## Available records
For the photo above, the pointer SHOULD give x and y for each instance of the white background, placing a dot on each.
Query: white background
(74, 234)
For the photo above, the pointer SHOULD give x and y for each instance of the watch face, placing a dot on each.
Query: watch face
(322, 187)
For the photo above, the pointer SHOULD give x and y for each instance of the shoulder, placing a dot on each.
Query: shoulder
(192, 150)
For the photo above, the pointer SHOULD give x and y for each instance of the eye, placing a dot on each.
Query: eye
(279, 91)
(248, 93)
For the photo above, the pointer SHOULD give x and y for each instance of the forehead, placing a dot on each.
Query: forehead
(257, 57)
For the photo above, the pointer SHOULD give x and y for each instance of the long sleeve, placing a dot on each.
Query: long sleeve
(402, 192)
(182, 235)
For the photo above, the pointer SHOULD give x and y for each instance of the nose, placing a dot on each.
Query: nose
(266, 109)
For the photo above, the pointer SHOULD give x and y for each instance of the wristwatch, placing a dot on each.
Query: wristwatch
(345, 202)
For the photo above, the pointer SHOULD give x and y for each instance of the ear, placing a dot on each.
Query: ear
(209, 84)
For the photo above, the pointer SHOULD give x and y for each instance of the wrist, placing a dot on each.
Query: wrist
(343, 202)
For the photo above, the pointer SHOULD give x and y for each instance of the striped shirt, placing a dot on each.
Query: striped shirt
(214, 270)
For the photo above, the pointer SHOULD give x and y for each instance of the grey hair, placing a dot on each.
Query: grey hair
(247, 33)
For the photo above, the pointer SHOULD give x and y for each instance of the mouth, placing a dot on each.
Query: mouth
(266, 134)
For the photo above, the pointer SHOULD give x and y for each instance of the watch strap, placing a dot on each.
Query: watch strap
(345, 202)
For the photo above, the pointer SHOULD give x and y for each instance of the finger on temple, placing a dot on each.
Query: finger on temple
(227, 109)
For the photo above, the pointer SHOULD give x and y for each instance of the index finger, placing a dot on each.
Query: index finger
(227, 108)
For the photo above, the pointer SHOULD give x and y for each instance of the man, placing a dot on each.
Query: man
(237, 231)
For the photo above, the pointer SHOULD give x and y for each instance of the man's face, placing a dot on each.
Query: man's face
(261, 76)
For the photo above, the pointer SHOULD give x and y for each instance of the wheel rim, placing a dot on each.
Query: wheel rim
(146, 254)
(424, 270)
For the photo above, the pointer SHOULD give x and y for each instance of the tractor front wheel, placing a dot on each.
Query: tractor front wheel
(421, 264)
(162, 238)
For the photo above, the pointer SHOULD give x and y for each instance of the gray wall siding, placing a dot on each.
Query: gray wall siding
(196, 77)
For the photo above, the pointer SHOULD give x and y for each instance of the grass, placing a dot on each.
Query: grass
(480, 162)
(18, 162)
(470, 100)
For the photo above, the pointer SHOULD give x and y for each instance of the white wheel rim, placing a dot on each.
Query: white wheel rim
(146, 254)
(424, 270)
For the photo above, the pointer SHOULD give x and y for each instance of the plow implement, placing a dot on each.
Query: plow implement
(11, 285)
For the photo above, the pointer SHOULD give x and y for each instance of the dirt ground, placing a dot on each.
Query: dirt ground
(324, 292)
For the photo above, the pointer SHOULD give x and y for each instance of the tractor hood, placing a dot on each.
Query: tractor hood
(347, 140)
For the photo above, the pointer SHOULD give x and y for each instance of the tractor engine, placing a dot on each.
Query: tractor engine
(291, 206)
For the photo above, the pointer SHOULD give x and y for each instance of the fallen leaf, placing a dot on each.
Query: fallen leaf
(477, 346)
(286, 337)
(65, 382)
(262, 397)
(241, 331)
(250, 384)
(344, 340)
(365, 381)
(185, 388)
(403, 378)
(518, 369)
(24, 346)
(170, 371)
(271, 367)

...

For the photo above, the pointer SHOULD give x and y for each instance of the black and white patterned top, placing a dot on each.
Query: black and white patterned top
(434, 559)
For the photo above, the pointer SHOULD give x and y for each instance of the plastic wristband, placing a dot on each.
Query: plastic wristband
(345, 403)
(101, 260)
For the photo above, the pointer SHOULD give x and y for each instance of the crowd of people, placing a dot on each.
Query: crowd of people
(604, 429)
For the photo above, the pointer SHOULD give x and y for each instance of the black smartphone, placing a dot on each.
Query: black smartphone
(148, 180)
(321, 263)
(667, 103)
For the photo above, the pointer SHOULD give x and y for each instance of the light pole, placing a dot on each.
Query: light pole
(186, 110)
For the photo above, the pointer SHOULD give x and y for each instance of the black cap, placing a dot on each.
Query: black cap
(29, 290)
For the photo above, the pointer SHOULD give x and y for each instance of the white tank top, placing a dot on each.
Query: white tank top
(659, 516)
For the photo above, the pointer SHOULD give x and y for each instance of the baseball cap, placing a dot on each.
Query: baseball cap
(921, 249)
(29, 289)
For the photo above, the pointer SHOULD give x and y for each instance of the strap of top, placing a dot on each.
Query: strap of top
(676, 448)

## What you should do
What you return should be exactly the lines above, starting at the one with "Query: grass" and ending at the one with "leaf, placing a dot on each.", and nothing else.

## Your response
Query: grass
(480, 162)
(18, 162)
(470, 100)
For the photo above, the pointer SHOULD give x and y for each instance of the white wheel rim, placing a dot on each.
Query: white wheel rim
(146, 254)
(424, 270)
For the photo above, the pointer SHOULD give x and y for each instance of the plow implement, placing a dot on each.
Query: plow implement
(11, 285)
For the photo above, the pointer SHOULD give x and y for each instance of the dirt ground, placing a dot on each.
Query: dirt ground
(324, 292)
For the photo above, the pointer SHOULD give x and y for each instance of the tractor hood, placing a dot on each.
Query: tractor hood
(347, 140)
For the photo above, the pointer SHOULD give x and y for each instance of the tractor engine, placing a dot on each.
Query: tractor engine
(291, 206)
For the photo above, the pointer SHOULD give x and y for each instance of the fallen leaf, placing a dot on each.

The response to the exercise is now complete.